Required task: Which lines in the listing below contain the word "coral"? Select and copy each of them, treating case as significant.

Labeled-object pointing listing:
◇ ◇ ◇ ◇ ◇ ◇ ◇

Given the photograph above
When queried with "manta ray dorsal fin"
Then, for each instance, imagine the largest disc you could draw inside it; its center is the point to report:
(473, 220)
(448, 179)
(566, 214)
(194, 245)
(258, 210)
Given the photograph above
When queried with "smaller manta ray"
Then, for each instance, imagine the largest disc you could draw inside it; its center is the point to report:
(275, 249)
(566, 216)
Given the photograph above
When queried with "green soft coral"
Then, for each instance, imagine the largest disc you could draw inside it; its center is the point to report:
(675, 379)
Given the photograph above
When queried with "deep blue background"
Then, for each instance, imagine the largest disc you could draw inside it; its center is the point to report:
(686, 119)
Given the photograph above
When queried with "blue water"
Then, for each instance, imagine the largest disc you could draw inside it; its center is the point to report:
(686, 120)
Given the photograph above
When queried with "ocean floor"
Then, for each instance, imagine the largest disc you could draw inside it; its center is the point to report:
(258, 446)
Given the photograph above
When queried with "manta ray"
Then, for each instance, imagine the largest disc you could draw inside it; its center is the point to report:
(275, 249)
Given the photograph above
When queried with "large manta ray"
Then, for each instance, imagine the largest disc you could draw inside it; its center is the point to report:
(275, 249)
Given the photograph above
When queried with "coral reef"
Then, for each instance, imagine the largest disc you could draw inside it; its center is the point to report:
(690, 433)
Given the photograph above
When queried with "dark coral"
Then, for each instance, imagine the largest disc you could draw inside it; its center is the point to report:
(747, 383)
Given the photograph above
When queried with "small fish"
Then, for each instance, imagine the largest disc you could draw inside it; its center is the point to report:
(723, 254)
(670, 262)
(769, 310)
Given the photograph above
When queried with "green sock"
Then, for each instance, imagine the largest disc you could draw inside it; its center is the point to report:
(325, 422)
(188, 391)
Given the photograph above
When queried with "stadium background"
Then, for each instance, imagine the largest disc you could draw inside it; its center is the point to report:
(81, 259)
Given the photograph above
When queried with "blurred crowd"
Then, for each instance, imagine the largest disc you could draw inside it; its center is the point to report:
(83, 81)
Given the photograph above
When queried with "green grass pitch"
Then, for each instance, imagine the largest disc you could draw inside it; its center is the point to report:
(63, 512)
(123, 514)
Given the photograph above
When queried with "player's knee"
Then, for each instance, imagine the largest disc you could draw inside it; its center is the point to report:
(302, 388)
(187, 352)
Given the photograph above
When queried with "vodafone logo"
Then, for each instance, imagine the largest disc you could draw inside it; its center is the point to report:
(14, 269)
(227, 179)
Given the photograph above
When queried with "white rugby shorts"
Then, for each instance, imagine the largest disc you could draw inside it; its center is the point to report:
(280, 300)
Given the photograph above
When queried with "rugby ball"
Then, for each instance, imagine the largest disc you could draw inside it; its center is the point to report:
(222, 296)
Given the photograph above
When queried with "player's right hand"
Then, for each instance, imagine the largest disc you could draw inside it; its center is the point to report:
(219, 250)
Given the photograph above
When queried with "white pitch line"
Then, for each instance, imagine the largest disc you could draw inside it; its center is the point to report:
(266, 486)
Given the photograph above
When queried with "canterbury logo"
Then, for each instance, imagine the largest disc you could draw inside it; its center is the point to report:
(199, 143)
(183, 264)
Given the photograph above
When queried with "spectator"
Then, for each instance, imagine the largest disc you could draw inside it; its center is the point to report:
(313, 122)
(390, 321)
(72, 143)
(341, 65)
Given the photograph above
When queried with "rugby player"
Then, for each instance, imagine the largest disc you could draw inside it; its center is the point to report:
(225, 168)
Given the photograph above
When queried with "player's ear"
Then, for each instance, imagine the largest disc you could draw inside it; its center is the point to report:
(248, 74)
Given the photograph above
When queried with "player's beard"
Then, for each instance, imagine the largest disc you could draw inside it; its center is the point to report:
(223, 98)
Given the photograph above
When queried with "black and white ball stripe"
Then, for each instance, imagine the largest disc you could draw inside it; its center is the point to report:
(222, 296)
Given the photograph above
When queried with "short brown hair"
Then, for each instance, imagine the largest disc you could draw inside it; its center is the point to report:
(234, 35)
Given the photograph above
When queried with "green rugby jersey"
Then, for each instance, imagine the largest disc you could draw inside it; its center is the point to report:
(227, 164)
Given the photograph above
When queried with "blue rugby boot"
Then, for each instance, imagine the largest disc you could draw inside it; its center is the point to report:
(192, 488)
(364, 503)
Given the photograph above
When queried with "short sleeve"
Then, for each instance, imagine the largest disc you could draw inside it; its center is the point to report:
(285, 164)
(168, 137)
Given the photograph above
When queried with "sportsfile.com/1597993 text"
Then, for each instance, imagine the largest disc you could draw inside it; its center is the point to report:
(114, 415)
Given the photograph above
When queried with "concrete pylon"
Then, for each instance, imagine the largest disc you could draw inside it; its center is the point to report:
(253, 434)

◇ ◇ ◇ ◇ ◇ ◇ ◇

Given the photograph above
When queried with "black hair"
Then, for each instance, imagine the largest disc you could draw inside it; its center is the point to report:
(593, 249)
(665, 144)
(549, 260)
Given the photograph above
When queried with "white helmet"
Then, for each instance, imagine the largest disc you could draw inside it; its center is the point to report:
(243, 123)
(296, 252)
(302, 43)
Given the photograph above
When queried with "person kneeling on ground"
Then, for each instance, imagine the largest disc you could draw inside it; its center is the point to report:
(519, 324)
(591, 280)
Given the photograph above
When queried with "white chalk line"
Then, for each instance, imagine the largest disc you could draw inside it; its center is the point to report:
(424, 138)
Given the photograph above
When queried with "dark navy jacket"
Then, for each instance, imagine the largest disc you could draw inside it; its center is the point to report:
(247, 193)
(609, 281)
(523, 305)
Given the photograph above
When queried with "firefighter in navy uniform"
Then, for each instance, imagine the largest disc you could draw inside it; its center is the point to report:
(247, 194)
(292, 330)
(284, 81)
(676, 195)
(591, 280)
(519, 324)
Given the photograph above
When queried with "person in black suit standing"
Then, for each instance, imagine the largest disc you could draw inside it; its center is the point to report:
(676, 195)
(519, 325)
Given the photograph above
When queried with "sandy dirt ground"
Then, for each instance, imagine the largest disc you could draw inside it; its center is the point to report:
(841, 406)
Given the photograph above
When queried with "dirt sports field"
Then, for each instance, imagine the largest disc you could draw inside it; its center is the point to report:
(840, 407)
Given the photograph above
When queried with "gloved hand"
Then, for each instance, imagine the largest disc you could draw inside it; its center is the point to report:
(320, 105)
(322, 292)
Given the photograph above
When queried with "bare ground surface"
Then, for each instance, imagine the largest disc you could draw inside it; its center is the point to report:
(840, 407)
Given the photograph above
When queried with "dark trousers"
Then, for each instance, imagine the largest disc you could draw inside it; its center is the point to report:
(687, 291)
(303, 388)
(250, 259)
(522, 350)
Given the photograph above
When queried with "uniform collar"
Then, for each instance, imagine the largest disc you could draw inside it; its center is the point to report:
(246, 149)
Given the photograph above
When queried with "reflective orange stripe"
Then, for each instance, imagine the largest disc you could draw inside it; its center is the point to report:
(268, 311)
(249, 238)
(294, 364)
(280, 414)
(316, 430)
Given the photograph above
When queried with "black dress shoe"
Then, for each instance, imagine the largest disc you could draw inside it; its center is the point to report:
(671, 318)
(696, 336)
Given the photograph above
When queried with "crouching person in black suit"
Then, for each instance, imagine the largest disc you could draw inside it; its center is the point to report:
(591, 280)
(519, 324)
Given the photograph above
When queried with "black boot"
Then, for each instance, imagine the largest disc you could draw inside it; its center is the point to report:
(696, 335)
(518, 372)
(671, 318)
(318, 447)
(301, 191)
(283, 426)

◇ ◇ ◇ ◇ ◇ ◇ ◇

Result for this exercise:
When queried with "green soft coral"
When queried with "coral reef"
When queried with "dark coral"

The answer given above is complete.